(Image region outline records)
--- begin ---

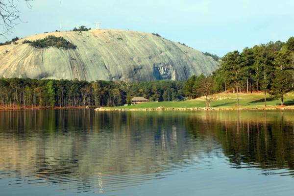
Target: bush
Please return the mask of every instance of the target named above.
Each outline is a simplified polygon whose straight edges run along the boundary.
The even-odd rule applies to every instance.
[[[19,39],[19,38],[18,37],[16,37],[14,38],[13,38],[11,41],[7,41],[4,43],[0,43],[0,46],[8,45],[9,44],[11,44],[13,42],[15,42],[18,41]]]
[[[211,54],[210,53],[207,52],[202,52],[202,53],[204,55],[206,55],[206,56],[211,56],[215,61],[218,61],[220,59],[220,58],[216,54]]]
[[[161,36],[159,35],[158,34],[158,33],[152,33],[152,34],[153,35],[155,35],[155,36],[158,36],[158,37],[161,37]]]
[[[91,30],[91,28],[87,28],[86,26],[82,25],[80,26],[78,28],[74,27],[73,31],[88,31],[88,30]]]
[[[29,40],[24,40],[23,42],[23,44],[30,44],[31,43],[32,43],[32,42],[31,42]]]
[[[56,37],[49,35],[42,39],[38,39],[33,42],[24,40],[34,48],[43,49],[49,47],[55,47],[58,49],[75,49],[76,46],[69,42],[63,37]],[[23,42],[23,43],[24,43]]]

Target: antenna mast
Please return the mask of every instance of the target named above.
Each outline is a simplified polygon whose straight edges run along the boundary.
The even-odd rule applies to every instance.
[[[62,23],[62,16],[61,16],[61,13],[62,11],[62,6],[61,6],[61,0],[60,0],[59,1],[59,2],[60,2],[60,28],[59,29],[59,30],[61,31],[61,23]]]
[[[100,29],[100,24],[101,24],[98,22],[96,22],[96,29]]]

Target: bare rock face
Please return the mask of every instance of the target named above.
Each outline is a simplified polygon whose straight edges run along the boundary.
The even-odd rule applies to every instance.
[[[34,41],[62,36],[76,49],[36,49]],[[208,75],[218,63],[202,52],[159,36],[127,30],[56,32],[0,46],[0,77],[132,81],[186,80]]]

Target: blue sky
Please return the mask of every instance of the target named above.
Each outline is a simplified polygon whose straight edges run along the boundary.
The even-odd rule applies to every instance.
[[[20,0],[21,1],[22,0]],[[294,36],[292,0],[34,0],[21,3],[20,23],[7,36],[24,37],[95,22],[106,29],[157,33],[222,56]],[[0,37],[0,41],[5,41]]]

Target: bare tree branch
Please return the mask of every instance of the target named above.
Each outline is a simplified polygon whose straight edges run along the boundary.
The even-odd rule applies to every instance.
[[[29,8],[31,8],[30,1],[24,1]],[[19,0],[0,0],[0,35],[4,36],[12,32],[18,22],[23,22],[20,18],[20,11],[17,8]]]

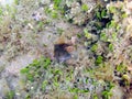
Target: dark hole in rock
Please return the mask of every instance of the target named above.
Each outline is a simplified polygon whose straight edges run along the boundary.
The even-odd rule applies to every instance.
[[[69,44],[56,44],[54,46],[54,57],[58,63],[64,63],[72,57],[72,55],[66,51]]]

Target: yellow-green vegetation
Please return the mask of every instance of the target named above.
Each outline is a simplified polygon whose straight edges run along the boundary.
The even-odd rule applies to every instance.
[[[128,98],[132,94],[128,10],[127,2],[117,0],[14,0],[1,6],[0,77],[11,87],[2,98]],[[65,53],[56,57],[56,44],[72,57]],[[21,63],[22,55],[33,58]],[[117,87],[122,95],[114,94]]]

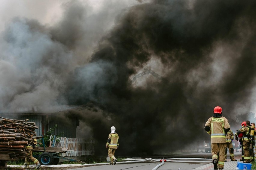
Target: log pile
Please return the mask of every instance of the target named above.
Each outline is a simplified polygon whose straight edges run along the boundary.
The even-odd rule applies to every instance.
[[[9,154],[10,158],[24,158],[24,147],[32,146],[38,129],[34,122],[0,117],[0,154]]]

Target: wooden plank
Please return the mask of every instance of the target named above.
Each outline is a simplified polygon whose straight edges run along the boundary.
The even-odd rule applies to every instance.
[[[19,161],[19,160],[20,159],[18,158],[11,158],[10,159],[10,160],[12,161]]]
[[[7,154],[0,154],[0,160],[10,160],[10,155]]]
[[[24,170],[24,169],[20,168],[12,168],[11,167],[0,166],[0,169],[7,169],[8,170]]]
[[[45,151],[49,152],[61,152],[63,151],[62,148],[61,147],[45,147]],[[34,151],[44,151],[43,147],[36,147],[34,150]]]

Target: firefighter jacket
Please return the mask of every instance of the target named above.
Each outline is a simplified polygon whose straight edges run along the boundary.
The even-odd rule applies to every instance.
[[[117,149],[119,146],[119,136],[117,133],[109,133],[106,146],[111,149]]]
[[[230,129],[228,131],[226,135],[226,142],[231,143],[232,142],[232,141],[233,140],[234,133]]]
[[[212,143],[225,143],[226,133],[230,128],[227,119],[223,116],[211,117],[205,125],[205,130],[211,135]]]
[[[243,135],[243,137],[242,137],[242,141],[249,142],[250,140],[250,129],[251,128],[249,126],[243,126],[242,128],[238,130],[235,133],[235,135],[237,136],[242,133]]]

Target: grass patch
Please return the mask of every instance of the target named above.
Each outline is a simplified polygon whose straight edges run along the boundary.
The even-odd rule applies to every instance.
[[[256,162],[254,161],[251,164],[251,169],[256,169]]]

--- end ---

Retype all of the records above line for line, with the pictures left out.

Target: bush
Please return the mask of every instance of the target named above.
Each outline is a simplified polygon whose straight edges run along the boundary.
The even-odd rule applies to every instance.
[[[19,39],[19,38],[18,37],[16,37],[14,38],[13,38],[11,41],[7,41],[4,43],[0,43],[0,46],[8,45],[9,44],[11,44],[13,42],[15,42],[18,41]]]
[[[211,54],[210,53],[207,52],[202,52],[202,53],[204,55],[206,55],[206,56],[211,56],[215,61],[218,61],[220,59],[220,58],[216,54]]]
[[[161,36],[159,35],[158,34],[158,33],[152,33],[152,34],[153,35],[155,35],[155,36],[158,36],[158,37],[161,37]]]
[[[91,30],[91,28],[87,28],[86,26],[82,25],[80,26],[78,28],[74,27],[73,31],[88,31],[88,30]]]
[[[29,40],[24,40],[23,42],[23,44],[30,44],[31,43],[32,43],[32,42],[31,42]]]
[[[56,37],[49,35],[42,39],[38,39],[33,42],[24,40],[34,48],[43,49],[49,47],[55,47],[58,49],[75,49],[76,46],[69,42],[63,37]],[[23,42],[23,43],[24,43]]]

Target: antenna mast
Please return the mask of every instance of the target named above.
Each outline is a simplified polygon whose straight edges run along the boundary.
The even-odd rule applies to every instance.
[[[62,23],[62,16],[61,16],[61,13],[62,11],[62,6],[61,6],[61,0],[60,0],[59,1],[59,2],[60,2],[60,28],[59,29],[59,30],[61,31],[61,23]]]
[[[100,29],[100,24],[101,24],[98,22],[96,22],[96,29]]]

Target: bare rock face
Please return the mask of every instance of the target named above.
Each outline is a simplified polygon whose straight edges run along the boundary.
The even-odd rule applies to every instance.
[[[34,41],[62,36],[76,49],[36,49]],[[208,75],[218,63],[202,52],[159,36],[127,30],[56,32],[0,46],[0,77],[132,81],[186,80]]]

Target: blue sky
Please return the mask of every instance of the target named above.
Each outline is a simplified polygon whose straight edges run along the boundary.
The even-odd rule applies to every instance.
[[[20,0],[21,1],[22,0]],[[294,36],[292,0],[34,0],[21,3],[20,23],[7,36],[24,37],[95,22],[106,29],[157,33],[222,56]],[[0,37],[0,41],[5,41]]]

Target: bare tree branch
Please return the mask of every instance of the target named above.
Each outline is a simplified polygon whose straight edges run along the boundary.
The even-odd rule applies to every instance.
[[[29,8],[31,8],[30,1],[24,1]],[[19,0],[0,0],[0,35],[4,36],[12,32],[18,22],[23,22],[20,18],[20,11],[17,8]]]

Target: dark hole in rock
Please return the mask of every instance of the target named above.
Each outline is a simplified polygon whose straight edges run along the boundary.
The even-odd rule applies to every instance.
[[[69,44],[56,44],[54,46],[54,57],[58,63],[64,63],[72,57],[72,55],[66,51]]]

Target: yellow-green vegetation
Please return the mask of every instance of the target named above.
Each outline is a simplified polygon whose straight edges run along the boundary.
The even-odd rule applies to every instance.
[[[128,98],[132,94],[128,10],[127,2],[117,0],[14,0],[1,6],[0,77],[11,87],[2,98]],[[65,53],[56,57],[56,44],[72,57]],[[21,63],[22,55],[33,58]],[[117,87],[122,95],[114,94]]]

Target: log pile
Please return the mask of every instance of the target named above.
Each outline is a simplified polygon whose straight edges run along the boundary.
The even-odd rule applies to every instance.
[[[9,154],[10,158],[24,158],[24,147],[32,146],[38,129],[34,122],[0,117],[0,154]]]

Target: wooden plank
Please return the mask of every instance of the target named above.
Each outline is a simplified polygon whose straight edges run along the boundary.
The even-odd rule applies to every instance.
[[[19,161],[19,160],[20,159],[18,158],[11,158],[10,159],[10,160],[12,161]]]
[[[7,154],[0,154],[0,160],[10,160],[10,155]]]
[[[24,170],[24,169],[20,168],[12,168],[11,167],[0,166],[0,169],[7,169],[8,170]]]
[[[45,151],[49,152],[61,152],[63,151],[62,148],[61,147],[45,147]],[[34,151],[44,151],[43,147],[36,147],[34,150]]]

Target: firefighter jacket
Please return the mask of every instance of the target named above.
Each outline is a simplified polygon whose straight edges run along the boundary.
The even-odd rule applies to every instance.
[[[117,149],[119,146],[119,136],[117,133],[109,133],[106,146],[111,149]]]
[[[230,129],[228,131],[226,135],[226,142],[231,143],[232,142],[232,141],[233,140],[234,133]]]
[[[212,143],[225,143],[226,133],[230,128],[227,119],[223,116],[211,117],[205,125],[205,130],[211,135]]]
[[[243,135],[243,137],[242,137],[242,141],[249,142],[250,140],[250,129],[251,128],[249,126],[243,126],[242,128],[238,130],[235,133],[235,135],[237,136],[242,133]]]

Target: grass patch
Please return the mask of every instance of the target named above.
Each outline is a simplified polygon whose straight edges run along the boundary.
The even-odd rule applies to every instance.
[[[256,162],[254,161],[251,164],[251,169],[256,169]]]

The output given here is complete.